> _Task requirements_: Render every entry verbatim.

Referring expression data
:::
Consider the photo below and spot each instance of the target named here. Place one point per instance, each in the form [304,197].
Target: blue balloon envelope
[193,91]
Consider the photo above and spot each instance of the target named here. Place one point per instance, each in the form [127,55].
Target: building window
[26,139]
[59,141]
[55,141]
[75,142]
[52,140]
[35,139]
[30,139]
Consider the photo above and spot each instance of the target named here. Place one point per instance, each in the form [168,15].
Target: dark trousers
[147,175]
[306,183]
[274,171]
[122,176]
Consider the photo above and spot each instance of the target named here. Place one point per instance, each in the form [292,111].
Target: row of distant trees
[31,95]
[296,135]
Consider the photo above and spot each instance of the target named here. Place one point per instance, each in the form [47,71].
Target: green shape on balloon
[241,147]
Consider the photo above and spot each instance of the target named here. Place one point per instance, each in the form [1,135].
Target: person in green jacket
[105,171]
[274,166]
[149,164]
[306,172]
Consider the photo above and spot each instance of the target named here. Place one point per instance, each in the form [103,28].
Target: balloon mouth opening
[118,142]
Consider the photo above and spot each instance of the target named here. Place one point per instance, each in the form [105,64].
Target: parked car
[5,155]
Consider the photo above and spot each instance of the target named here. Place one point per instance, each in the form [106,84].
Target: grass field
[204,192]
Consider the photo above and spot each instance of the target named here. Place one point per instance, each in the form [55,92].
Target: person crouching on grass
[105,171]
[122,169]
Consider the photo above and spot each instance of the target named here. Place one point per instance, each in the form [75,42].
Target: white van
:::
> _Answer section_:
Consider the photo below and spot each instance of the target named here. Place one point per instance, each in the form [304,197].
Target: blue balloon envelope
[193,91]
Consider the photo above and spot each instance of the target named here. Place one point per instance, each in the form [127,55].
Target: building window
[26,139]
[59,141]
[55,141]
[75,142]
[52,140]
[35,139]
[30,139]
Consider the photo above and spot each instance of the target named here. Place one point per instance, each in the form [168,15].
Target: dark trousers
[147,175]
[306,183]
[274,171]
[122,176]
Consider the photo above and spot each instance of the target named here. Place one point per instance, each in the form [292,111].
Target: row of distant trees
[31,95]
[296,135]
Consider the photo above and spot each instance of the target named here. Place one point per instance, each in the form [47,71].
Target: green shape on balloon
[241,147]
Consider the photo above and spot each instance of the target named here. Place one point per instance, each in the form [1,135].
Target: person in green jacket
[105,171]
[274,166]
[149,164]
[306,172]
Consider the photo above and spot each instance of the target named here. Place one point per instance, each in the form [103,28].
Target: balloon mouth opening
[118,142]
Consider the photo above and spot each instance of the target named here. Place one point per instance, each in the form [105,64].
Target: parked car
[5,155]
Consider the photo above and spot each instance of the target named here. Place one point per instance, each in the form [106,84].
Target: grass field
[204,192]
Consider the photo above and spot each instance of the target named here. Place one point per instance, each in the form [55,92].
Target: person crouching on grass
[105,171]
[122,169]
Consider the photo above and spot each instance of the target named here. Place one point per instance, each in the form [75,42].
Target: white van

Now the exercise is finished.